■ **To do**: Starting from the line containing "green tree in this photo.", write out the rest of the entries exactly, through the final line, including nothing else.

■ **Records for this exercise**:
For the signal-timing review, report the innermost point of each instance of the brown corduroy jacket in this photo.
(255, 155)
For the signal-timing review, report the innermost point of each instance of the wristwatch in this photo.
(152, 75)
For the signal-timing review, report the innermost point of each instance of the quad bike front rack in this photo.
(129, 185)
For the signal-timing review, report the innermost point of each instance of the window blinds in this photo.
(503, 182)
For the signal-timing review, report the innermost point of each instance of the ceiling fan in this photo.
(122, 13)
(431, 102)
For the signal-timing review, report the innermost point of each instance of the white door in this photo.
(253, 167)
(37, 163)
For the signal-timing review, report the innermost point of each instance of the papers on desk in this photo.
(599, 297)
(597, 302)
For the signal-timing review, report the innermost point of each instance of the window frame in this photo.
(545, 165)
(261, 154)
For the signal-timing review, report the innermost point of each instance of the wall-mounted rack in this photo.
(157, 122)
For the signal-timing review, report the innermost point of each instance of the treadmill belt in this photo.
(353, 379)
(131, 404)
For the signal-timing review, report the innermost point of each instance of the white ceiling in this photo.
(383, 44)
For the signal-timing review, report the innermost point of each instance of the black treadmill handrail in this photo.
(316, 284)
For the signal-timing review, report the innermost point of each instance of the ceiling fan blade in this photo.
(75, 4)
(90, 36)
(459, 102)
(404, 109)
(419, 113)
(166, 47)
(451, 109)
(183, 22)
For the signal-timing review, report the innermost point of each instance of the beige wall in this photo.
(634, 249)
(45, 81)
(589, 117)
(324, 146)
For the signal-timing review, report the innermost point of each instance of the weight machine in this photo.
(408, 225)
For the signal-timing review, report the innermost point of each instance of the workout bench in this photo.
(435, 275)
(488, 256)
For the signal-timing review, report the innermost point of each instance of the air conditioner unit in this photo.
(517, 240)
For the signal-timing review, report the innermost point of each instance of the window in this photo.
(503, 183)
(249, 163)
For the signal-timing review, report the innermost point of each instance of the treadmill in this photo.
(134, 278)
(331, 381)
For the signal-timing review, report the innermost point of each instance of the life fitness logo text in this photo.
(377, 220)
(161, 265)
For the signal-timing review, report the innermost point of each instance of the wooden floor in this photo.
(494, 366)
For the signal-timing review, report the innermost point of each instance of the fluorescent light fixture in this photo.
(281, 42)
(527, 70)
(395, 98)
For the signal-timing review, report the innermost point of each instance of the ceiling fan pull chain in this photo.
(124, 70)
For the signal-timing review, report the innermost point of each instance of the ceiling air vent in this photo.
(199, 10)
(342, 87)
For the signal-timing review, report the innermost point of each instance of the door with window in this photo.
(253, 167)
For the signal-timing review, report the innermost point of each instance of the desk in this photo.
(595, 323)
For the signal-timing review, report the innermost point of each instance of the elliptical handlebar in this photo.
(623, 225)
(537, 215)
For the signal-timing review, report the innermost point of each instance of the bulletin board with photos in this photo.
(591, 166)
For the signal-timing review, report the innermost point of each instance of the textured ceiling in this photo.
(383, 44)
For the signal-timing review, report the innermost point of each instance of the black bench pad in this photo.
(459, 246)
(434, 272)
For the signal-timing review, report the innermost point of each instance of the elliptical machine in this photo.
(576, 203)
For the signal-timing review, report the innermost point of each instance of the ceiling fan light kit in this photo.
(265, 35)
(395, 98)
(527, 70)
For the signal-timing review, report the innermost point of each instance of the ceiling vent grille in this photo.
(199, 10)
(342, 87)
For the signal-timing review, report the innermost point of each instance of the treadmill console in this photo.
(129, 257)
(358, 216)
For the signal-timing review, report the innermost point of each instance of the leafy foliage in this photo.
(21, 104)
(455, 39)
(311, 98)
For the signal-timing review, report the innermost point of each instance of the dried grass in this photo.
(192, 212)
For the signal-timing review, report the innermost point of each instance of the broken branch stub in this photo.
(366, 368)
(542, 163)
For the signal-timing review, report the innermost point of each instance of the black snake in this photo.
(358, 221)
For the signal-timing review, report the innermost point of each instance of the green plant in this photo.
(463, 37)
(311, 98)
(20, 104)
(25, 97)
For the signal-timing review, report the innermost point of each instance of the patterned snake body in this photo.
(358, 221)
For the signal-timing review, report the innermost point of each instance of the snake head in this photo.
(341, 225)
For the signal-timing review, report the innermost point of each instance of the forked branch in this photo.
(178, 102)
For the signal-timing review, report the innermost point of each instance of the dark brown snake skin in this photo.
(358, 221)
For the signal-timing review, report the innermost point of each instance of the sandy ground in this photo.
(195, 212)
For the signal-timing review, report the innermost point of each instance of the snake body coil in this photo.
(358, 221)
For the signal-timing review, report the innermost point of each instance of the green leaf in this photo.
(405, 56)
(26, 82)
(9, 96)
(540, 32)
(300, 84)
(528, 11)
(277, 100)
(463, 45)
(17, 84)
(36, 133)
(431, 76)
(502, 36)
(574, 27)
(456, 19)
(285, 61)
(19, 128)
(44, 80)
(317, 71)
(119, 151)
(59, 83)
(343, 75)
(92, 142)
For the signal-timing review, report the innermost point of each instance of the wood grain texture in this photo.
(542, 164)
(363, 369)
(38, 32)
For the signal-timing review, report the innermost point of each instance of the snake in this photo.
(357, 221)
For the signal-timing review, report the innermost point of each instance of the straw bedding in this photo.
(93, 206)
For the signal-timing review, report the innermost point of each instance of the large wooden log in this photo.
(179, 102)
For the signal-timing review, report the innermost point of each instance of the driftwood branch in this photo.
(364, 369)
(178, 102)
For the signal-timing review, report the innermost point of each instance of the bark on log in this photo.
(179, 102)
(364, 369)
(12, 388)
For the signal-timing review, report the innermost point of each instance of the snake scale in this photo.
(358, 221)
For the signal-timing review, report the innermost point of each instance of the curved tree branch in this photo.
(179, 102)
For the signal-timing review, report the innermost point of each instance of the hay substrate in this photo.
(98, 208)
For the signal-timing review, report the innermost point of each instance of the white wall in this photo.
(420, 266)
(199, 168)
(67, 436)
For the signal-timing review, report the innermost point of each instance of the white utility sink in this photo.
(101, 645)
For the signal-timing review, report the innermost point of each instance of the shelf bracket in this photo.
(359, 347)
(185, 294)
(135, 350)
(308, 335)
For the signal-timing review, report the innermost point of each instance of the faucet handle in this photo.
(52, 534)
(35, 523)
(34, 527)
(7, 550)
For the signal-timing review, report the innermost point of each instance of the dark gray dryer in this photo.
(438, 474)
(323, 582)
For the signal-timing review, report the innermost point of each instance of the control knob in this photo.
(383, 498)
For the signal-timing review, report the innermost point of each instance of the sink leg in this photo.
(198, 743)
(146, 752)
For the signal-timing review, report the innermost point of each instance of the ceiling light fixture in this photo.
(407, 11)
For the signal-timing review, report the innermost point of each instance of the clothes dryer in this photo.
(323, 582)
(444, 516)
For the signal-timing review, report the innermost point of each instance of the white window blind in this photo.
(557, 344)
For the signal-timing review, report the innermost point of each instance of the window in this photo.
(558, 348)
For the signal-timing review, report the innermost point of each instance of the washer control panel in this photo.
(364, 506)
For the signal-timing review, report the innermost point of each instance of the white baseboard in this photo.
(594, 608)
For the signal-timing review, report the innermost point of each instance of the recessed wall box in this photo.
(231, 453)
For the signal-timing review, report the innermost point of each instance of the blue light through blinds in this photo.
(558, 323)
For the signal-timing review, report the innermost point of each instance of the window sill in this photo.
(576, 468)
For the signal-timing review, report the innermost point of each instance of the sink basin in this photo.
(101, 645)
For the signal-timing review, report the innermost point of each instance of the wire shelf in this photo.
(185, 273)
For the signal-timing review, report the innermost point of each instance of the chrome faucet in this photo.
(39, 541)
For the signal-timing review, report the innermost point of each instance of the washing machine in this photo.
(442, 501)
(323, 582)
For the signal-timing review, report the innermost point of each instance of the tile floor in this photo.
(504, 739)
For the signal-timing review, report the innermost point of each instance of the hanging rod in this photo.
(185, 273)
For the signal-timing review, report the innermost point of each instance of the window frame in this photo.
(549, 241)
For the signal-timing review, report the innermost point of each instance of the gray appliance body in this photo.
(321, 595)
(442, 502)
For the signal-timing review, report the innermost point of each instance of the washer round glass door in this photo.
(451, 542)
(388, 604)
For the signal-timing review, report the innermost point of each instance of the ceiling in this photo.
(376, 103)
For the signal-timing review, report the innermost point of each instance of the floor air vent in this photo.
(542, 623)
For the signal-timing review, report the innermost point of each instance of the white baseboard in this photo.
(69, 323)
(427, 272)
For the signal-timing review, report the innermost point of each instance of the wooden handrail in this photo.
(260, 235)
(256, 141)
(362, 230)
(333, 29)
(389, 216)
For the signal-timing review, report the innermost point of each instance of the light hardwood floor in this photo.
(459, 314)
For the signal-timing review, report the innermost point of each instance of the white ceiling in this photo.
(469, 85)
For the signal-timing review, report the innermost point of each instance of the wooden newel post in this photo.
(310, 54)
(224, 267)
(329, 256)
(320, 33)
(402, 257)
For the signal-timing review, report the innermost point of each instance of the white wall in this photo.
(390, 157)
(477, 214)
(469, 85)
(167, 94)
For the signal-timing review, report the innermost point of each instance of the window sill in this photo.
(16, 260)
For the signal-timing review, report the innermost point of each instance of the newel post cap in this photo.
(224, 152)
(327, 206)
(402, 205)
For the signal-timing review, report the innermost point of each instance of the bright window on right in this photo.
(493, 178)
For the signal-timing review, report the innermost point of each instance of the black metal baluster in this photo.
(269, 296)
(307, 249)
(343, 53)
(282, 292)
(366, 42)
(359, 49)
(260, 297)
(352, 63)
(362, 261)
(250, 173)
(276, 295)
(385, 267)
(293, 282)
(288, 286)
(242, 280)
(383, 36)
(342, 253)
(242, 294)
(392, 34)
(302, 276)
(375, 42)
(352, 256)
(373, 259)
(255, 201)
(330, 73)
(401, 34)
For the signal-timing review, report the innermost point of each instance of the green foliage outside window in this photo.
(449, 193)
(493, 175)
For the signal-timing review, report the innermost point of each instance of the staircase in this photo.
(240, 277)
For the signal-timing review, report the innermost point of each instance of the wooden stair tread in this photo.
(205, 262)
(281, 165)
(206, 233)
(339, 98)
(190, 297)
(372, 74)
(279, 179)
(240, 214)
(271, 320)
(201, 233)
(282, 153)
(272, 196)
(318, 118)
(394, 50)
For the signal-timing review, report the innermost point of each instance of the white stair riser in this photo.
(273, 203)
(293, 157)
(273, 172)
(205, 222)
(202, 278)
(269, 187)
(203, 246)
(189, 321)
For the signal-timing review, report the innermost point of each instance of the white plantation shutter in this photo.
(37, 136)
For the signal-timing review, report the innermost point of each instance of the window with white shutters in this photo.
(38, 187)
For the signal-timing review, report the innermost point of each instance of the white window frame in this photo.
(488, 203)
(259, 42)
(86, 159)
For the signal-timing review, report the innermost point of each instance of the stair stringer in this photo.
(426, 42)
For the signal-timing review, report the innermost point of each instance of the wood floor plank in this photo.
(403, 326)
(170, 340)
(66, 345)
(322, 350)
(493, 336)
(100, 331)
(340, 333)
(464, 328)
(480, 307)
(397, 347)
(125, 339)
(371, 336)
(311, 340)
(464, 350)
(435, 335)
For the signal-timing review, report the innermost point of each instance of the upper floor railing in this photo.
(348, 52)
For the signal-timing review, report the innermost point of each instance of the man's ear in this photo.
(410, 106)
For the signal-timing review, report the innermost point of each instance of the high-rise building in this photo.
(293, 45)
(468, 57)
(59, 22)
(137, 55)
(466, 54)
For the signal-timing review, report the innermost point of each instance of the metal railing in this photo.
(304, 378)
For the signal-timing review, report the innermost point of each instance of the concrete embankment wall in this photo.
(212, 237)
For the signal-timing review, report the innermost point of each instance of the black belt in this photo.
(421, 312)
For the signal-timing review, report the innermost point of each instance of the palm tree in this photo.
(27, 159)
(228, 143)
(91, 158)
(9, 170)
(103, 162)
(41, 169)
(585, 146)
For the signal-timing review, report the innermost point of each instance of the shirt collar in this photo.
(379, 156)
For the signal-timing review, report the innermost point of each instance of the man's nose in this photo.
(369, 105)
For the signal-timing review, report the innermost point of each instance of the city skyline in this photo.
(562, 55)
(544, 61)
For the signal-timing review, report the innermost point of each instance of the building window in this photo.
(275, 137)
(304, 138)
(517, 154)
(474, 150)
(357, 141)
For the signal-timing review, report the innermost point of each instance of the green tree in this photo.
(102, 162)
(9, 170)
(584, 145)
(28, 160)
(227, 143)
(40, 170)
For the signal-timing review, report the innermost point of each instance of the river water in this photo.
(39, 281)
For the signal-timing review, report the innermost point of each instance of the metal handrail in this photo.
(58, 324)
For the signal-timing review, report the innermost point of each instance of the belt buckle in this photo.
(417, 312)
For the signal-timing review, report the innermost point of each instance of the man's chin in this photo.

■ **The completed task**:
For the signal-timing review, report the innermost point of each instance of the green tree in this photo.
(102, 162)
(9, 170)
(584, 145)
(28, 160)
(227, 143)
(40, 170)
For the signal-timing review, report the innermost point of each instance of the river water in this photo.
(39, 281)
For the signal-timing review, report the innermost point of each instance of the metal handrail in this photo.
(58, 324)
For the signal-timing review, report the innermost point of each instance of the belt buckle in this photo.
(417, 312)
For the signal-timing review, report the innermost point of each instance of the man's chin in this photo.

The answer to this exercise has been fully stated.